Tus tareas:
1 – Reproduce el fragmento de la reflexión del domingo 24 del Tiempo Ordinario que va de "Domingo 24 del" a "es vida nueva.", ambos incluidos.
2 – Indica cuántas líneas de las filas contienen la palabra "bicycle", distinguiendo mayúsculas de minúsculas. Responde solo con el número.

Texto de la página:
Domingo 24 del Tiempo Ordinario – Ciclo C

Una de las características fundamentales de nuestro Dios, es su amor que lo expresa en su misericordia y su perdón. Así, desde el primer momento de la creación, el Señor se ha ido revelando como el Dios cercano, comprensivo, bondadoso y misericordioso, que tiende la mano al hombre, para que vuelva, para reconciliarlo, para llenarlo de su amor y de su bondad, para darle su perdón, que en sí es vida nueva.

1. Oración:

Señor Jesús, Tú que has venido a revelarnos al Padre, a ayudarnos a conocer su corazón y saber que es un Dios clemente y misericordioso, lento para enojarse y generoso para perdonar, nos dejas estas parábolas de la misericordia, para ayudarnos a ser más conscientes, de lo que implica alejarnos del Padre y a su vez saber que el Padre está siempre dispuesto a derramar su amor y su misericordia en nosotros, dándonos su perdón, ayudándonos a volver a Él, y así vivir como Él quiere y espera de nosotros. Ayúdanos a ser sensibles al amor misericordioso que el Señor tiene por nosotros y ayúdanos a vivir de acuerdo a su voluntad, experimentando su misericordia y su perdón. Amén.

Conjunto de filas:
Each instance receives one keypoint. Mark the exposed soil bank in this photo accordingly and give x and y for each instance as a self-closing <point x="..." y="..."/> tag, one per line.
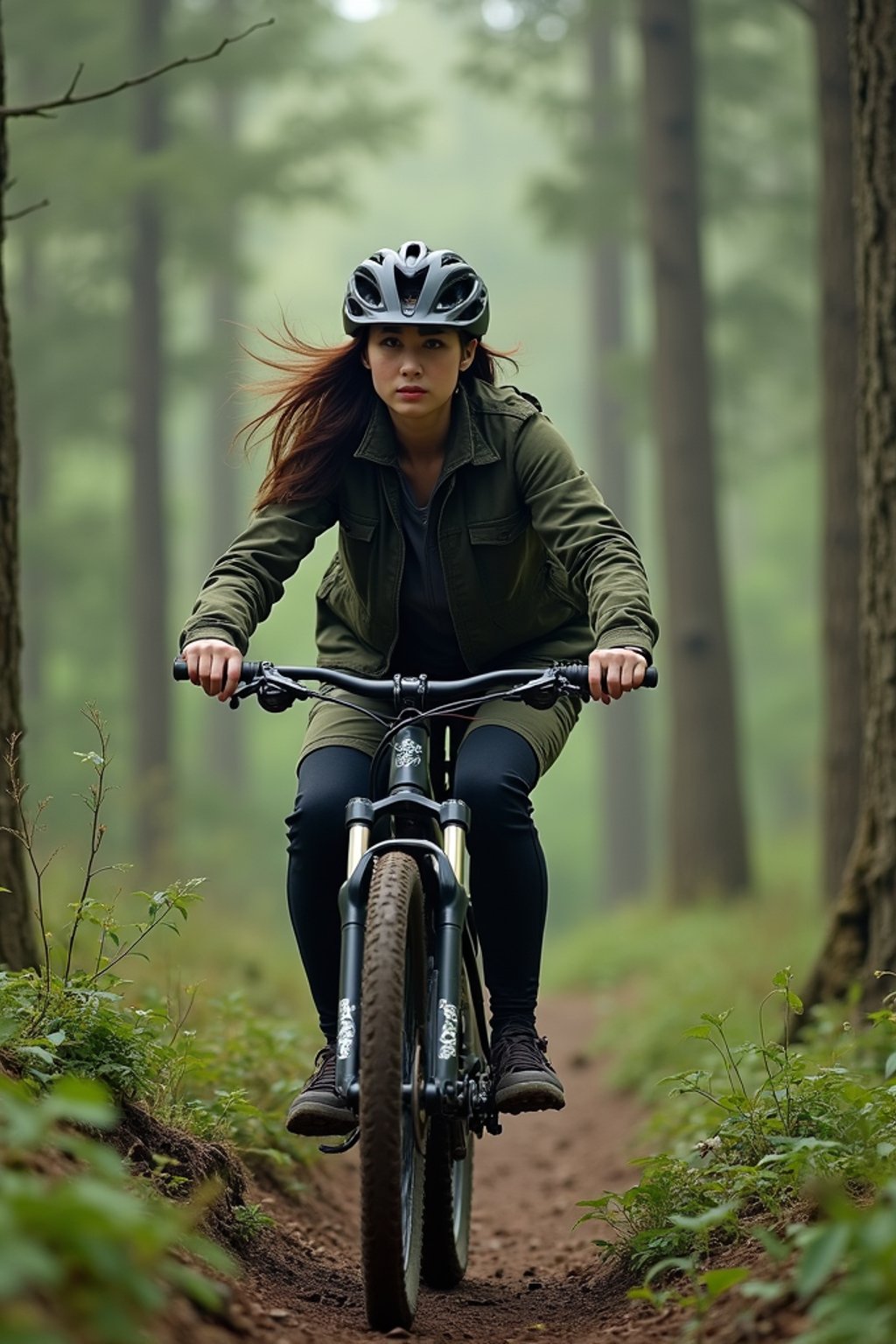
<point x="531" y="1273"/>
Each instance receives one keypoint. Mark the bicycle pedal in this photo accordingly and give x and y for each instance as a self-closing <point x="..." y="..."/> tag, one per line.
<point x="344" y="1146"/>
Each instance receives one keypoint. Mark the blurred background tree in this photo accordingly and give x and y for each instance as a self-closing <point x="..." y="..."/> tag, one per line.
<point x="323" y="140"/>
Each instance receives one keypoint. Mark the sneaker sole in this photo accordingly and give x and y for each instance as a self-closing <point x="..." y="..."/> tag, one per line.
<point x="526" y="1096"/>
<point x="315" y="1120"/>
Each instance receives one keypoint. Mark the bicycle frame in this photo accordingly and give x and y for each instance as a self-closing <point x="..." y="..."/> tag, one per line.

Lista de respuestas:
1 –
Domingo 24 del Tiempo Ordinario – Ciclo C

Una de las características fundamentales de nuestro Dios, es su amor que lo expresa en su misericordia y su perdón. Así, desde el primer momento de la creación, el Señor se ha ido revelando como el Dios cercano, comprensivo, bondadoso y misericordioso, que tiende la mano al hombre, para que vuelva, para reconciliarlo, para llenarlo de su amor y de su bondad, para darle su perdón, que en sí es vida nueva.

2 – 2